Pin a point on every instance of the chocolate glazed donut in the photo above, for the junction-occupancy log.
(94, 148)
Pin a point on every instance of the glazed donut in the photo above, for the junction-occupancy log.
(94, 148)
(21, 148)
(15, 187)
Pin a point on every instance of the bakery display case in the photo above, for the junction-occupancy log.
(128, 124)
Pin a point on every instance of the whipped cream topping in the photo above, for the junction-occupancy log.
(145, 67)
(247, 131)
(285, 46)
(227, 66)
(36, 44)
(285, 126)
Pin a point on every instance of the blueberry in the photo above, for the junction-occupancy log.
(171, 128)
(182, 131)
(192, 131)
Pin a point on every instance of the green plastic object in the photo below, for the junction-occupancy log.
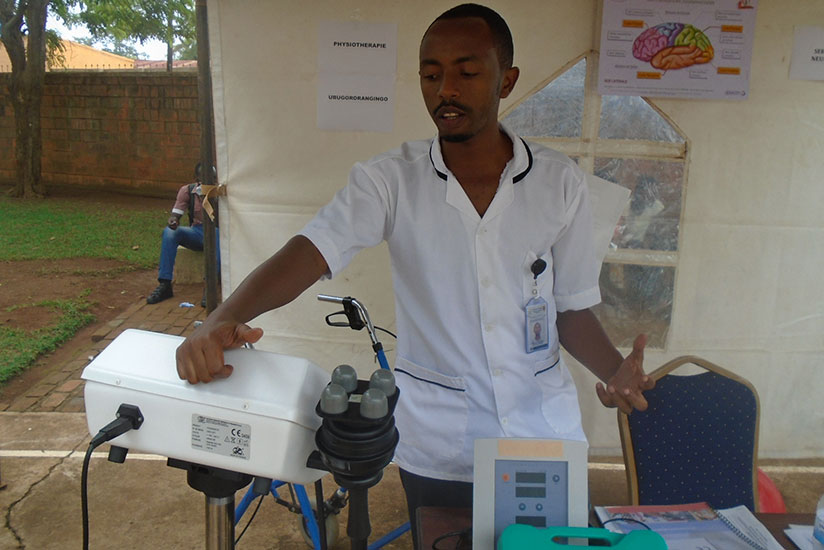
(518, 537)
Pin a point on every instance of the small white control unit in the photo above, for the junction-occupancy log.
(260, 421)
(539, 482)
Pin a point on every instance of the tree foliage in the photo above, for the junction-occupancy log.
(127, 22)
(23, 33)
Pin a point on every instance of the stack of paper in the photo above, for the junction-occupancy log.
(694, 526)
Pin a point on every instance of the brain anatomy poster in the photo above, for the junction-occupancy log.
(676, 48)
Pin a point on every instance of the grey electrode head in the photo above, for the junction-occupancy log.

● ● ●

• [The exercise]:
Drop the images and repeat the data exactly.

• [Answer below]:
Pin a point on every instance of the chocolate glazed donut in the photo above, for the junction-occupancy log.
(94, 148)
Pin a point on every instance of the glazed donut in the photo above, for the junction-occupancy log.
(94, 148)
(21, 148)
(15, 187)
Pin a point on every instance of the bakery display case in the photo above, for the junction-occupancy log.
(128, 124)
Pin a point on every instance of the whipped cream topping in the photo above, for the junction-occupancy log.
(145, 67)
(247, 131)
(285, 46)
(227, 66)
(36, 44)
(285, 126)
Pin a point on every instance of the blueberry in the photo above, for the junction-occupancy log.
(171, 128)
(182, 131)
(192, 131)
Pin a point on every instance of the green plastic object in the photo below, for the junction-occupancy log.
(518, 537)
Pin a point on every instance of the small white control unit in the photo above, for the junction-occupancy log.
(260, 421)
(539, 482)
Pin a point on every instance of the tree foliage in the photo above, for the junction-occupancy log.
(127, 22)
(23, 33)
Pin a point on every instance of the stack of paper in the photo above, for the junction-occupancy log.
(694, 526)
Pin a point on every instance of the brain anatomy poster in the photo above, for the junction-occupancy log.
(676, 48)
Pin a point on every instance of the grey electrode head in the photo above, for the junction-occupancy log.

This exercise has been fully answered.